— DATA UNDER STUDY —
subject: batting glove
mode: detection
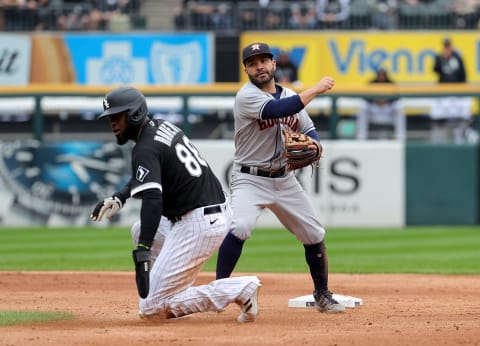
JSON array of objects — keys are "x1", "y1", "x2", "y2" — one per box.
[{"x1": 90, "y1": 193, "x2": 126, "y2": 222}]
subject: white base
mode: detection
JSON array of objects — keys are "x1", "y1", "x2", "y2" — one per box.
[{"x1": 288, "y1": 294, "x2": 363, "y2": 309}]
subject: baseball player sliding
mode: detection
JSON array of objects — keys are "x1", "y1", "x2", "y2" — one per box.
[
  {"x1": 90, "y1": 86, "x2": 261, "y2": 322},
  {"x1": 216, "y1": 42, "x2": 345, "y2": 313}
]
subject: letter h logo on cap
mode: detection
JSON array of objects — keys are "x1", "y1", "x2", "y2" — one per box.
[{"x1": 242, "y1": 42, "x2": 274, "y2": 65}]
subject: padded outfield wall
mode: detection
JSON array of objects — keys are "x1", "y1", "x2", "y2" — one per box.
[
  {"x1": 0, "y1": 139, "x2": 477, "y2": 228},
  {"x1": 406, "y1": 143, "x2": 478, "y2": 225}
]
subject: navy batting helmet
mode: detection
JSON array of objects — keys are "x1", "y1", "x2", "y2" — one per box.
[{"x1": 98, "y1": 86, "x2": 148, "y2": 126}]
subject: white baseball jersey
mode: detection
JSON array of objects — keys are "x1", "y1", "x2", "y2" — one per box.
[
  {"x1": 430, "y1": 97, "x2": 472, "y2": 120},
  {"x1": 230, "y1": 81, "x2": 325, "y2": 244},
  {"x1": 356, "y1": 100, "x2": 406, "y2": 140}
]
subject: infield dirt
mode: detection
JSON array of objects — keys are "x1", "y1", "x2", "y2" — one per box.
[{"x1": 1, "y1": 272, "x2": 479, "y2": 346}]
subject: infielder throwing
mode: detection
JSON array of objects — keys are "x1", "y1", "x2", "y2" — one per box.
[
  {"x1": 90, "y1": 86, "x2": 261, "y2": 322},
  {"x1": 216, "y1": 42, "x2": 345, "y2": 313}
]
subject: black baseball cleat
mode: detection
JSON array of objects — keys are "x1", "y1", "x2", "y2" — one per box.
[{"x1": 313, "y1": 290, "x2": 346, "y2": 313}]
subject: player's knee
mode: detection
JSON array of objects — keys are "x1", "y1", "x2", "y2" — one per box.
[
  {"x1": 230, "y1": 220, "x2": 254, "y2": 241},
  {"x1": 310, "y1": 226, "x2": 326, "y2": 244},
  {"x1": 130, "y1": 220, "x2": 141, "y2": 245},
  {"x1": 319, "y1": 227, "x2": 326, "y2": 240}
]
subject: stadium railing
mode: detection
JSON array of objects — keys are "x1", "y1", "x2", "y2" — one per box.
[
  {"x1": 175, "y1": 0, "x2": 479, "y2": 31},
  {"x1": 0, "y1": 83, "x2": 479, "y2": 141}
]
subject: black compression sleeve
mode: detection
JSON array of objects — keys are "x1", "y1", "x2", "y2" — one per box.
[
  {"x1": 114, "y1": 179, "x2": 132, "y2": 205},
  {"x1": 139, "y1": 189, "x2": 162, "y2": 248},
  {"x1": 261, "y1": 95, "x2": 305, "y2": 119},
  {"x1": 306, "y1": 129, "x2": 320, "y2": 141}
]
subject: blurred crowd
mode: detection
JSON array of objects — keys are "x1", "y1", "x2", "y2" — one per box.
[
  {"x1": 173, "y1": 0, "x2": 480, "y2": 31},
  {"x1": 0, "y1": 0, "x2": 142, "y2": 31},
  {"x1": 1, "y1": 0, "x2": 478, "y2": 32}
]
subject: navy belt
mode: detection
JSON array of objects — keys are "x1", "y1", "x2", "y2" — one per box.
[
  {"x1": 241, "y1": 166, "x2": 285, "y2": 178},
  {"x1": 168, "y1": 205, "x2": 222, "y2": 223}
]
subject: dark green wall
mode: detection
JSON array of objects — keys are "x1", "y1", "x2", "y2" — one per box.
[{"x1": 406, "y1": 143, "x2": 478, "y2": 225}]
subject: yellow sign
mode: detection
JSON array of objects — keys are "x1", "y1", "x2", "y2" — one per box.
[{"x1": 240, "y1": 32, "x2": 479, "y2": 84}]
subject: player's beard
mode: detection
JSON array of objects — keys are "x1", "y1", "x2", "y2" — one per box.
[
  {"x1": 248, "y1": 69, "x2": 275, "y2": 88},
  {"x1": 116, "y1": 124, "x2": 137, "y2": 145}
]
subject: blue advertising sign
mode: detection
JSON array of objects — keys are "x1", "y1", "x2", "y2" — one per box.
[
  {"x1": 63, "y1": 33, "x2": 213, "y2": 85},
  {"x1": 0, "y1": 140, "x2": 131, "y2": 219}
]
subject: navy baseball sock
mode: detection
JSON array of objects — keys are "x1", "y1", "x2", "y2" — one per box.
[
  {"x1": 216, "y1": 232, "x2": 245, "y2": 279},
  {"x1": 304, "y1": 242, "x2": 329, "y2": 292}
]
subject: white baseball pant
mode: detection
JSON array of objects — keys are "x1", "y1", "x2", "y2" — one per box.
[{"x1": 131, "y1": 202, "x2": 260, "y2": 318}]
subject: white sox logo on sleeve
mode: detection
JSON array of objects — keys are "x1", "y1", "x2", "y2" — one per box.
[{"x1": 136, "y1": 166, "x2": 150, "y2": 182}]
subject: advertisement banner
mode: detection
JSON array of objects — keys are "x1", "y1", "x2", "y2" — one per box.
[
  {"x1": 0, "y1": 140, "x2": 136, "y2": 226},
  {"x1": 63, "y1": 33, "x2": 213, "y2": 85},
  {"x1": 0, "y1": 34, "x2": 31, "y2": 85},
  {"x1": 0, "y1": 140, "x2": 404, "y2": 228},
  {"x1": 0, "y1": 33, "x2": 214, "y2": 86},
  {"x1": 196, "y1": 140, "x2": 405, "y2": 228},
  {"x1": 240, "y1": 31, "x2": 480, "y2": 84}
]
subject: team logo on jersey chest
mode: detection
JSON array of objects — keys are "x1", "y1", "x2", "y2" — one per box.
[
  {"x1": 257, "y1": 116, "x2": 299, "y2": 131},
  {"x1": 136, "y1": 166, "x2": 150, "y2": 182}
]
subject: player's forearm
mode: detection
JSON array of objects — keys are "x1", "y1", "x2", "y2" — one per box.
[
  {"x1": 115, "y1": 178, "x2": 132, "y2": 203},
  {"x1": 299, "y1": 88, "x2": 322, "y2": 106},
  {"x1": 299, "y1": 76, "x2": 335, "y2": 106},
  {"x1": 139, "y1": 189, "x2": 163, "y2": 248}
]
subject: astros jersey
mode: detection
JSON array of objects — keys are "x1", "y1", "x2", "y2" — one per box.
[
  {"x1": 233, "y1": 82, "x2": 316, "y2": 170},
  {"x1": 129, "y1": 119, "x2": 225, "y2": 218}
]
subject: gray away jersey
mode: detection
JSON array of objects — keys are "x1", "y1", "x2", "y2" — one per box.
[{"x1": 233, "y1": 82, "x2": 316, "y2": 170}]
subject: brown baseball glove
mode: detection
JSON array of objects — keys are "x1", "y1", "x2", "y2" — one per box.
[{"x1": 283, "y1": 131, "x2": 322, "y2": 171}]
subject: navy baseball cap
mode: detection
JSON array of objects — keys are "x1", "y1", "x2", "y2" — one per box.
[{"x1": 242, "y1": 42, "x2": 274, "y2": 65}]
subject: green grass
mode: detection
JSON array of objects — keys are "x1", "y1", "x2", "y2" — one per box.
[
  {"x1": 0, "y1": 311, "x2": 75, "y2": 326},
  {"x1": 0, "y1": 226, "x2": 479, "y2": 274}
]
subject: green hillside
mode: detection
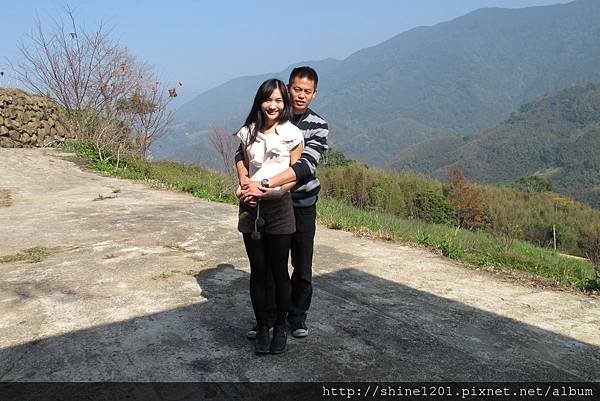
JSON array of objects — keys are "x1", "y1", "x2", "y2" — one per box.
[
  {"x1": 392, "y1": 83, "x2": 600, "y2": 208},
  {"x1": 389, "y1": 135, "x2": 470, "y2": 175},
  {"x1": 165, "y1": 0, "x2": 600, "y2": 167}
]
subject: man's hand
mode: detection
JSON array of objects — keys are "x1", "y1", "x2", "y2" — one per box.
[{"x1": 241, "y1": 183, "x2": 267, "y2": 198}]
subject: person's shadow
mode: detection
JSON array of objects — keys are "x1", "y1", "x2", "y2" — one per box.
[
  {"x1": 194, "y1": 263, "x2": 600, "y2": 382},
  {"x1": 1, "y1": 262, "x2": 598, "y2": 385}
]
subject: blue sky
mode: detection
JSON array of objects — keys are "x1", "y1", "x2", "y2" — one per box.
[{"x1": 1, "y1": 0, "x2": 570, "y2": 100}]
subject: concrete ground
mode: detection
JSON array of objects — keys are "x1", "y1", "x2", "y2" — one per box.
[{"x1": 0, "y1": 148, "x2": 599, "y2": 382}]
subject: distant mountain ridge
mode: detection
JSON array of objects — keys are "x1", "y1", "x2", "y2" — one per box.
[
  {"x1": 391, "y1": 82, "x2": 600, "y2": 208},
  {"x1": 160, "y1": 0, "x2": 600, "y2": 168}
]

— WHAT YOU NEED TO DO —
Report every line from the listing above where the string "blue" can be found.

— EXERCISE ANSWER —
subject: blue advertising sign
subject: blue sky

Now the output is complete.